--- READING TEXT Enclosed Below ---

Question

How do you find the limit of $ \dfrac{{2 - {e^x}}}{{2 + 3{e^x}}} $ as $ x $ approaches to infinity?

Answer 1

Hint: In order to determine the limit of the above function, replace all the $ {e^x} $ with $ {e^{ - x}} $ in the expression by multiplying and dividing the limit with $ {e^{ - x}} $ in order to obtain a consistent result as when $ x \to \infty $ then $ {e^{ - x}} \to 0 $ . With the use of exponent law , simplify the limit and put the result $ {e^{ - x}} \to 0 $ when $ x \to \infty $ to obtain the required result.

Complete step by step solution:
We are given a exponential function in variable $ x $ i.e. $ \dfrac{{2 - {e^x}}}{{2 + 3{e^x}}} $ having limit $ x \to \infty $ .

--- End of Enclosed READING TEXT ---
--- SUPPLIED DATA Enclosed Below ---

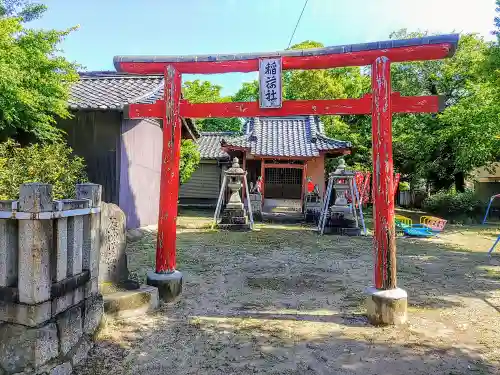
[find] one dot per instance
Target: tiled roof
(111, 90)
(299, 136)
(209, 145)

--- End of Enclosed SUPPLIED DATA ---

## YOUR TASKS
• A. Can you copy the part of the limit problem that opens with the words containing "How do you find" and closes with "the required result."?
• B. In the limit problem:
(i) As x approaches what is the limit to be found?
(ii) By what does the hint say to multiply and divide the limit?
(iii) What kind of function does the step-by-step solution say is given?

## TASK-BY-TASK RESULTS
• A.
How do you find the limit of $ \dfrac{{2 - {e^x}}}{{2 + 3{e^x}}} $ as $ x $ approaches to infinity?

Answer 1

Hint: In order to determine the limit of the above function, replace all the $ {e^x} $ with $ {e^{ - x}} $ in the expression by multiplying and dividing the limit with $ {e^{ - x}} $ in order to obtain a consistent result as when $ x \to \infty $ then $ {e^{ - x}} \to 0 $ . With the use of exponent law , simplify the limit and put the result $ {e^{ - x}} \to 0 $ when $ x \to \infty $ to obtain the required result.

• B.
(i) Infinity
(ii) e^{-x}
(iii) An exponential function in the variable x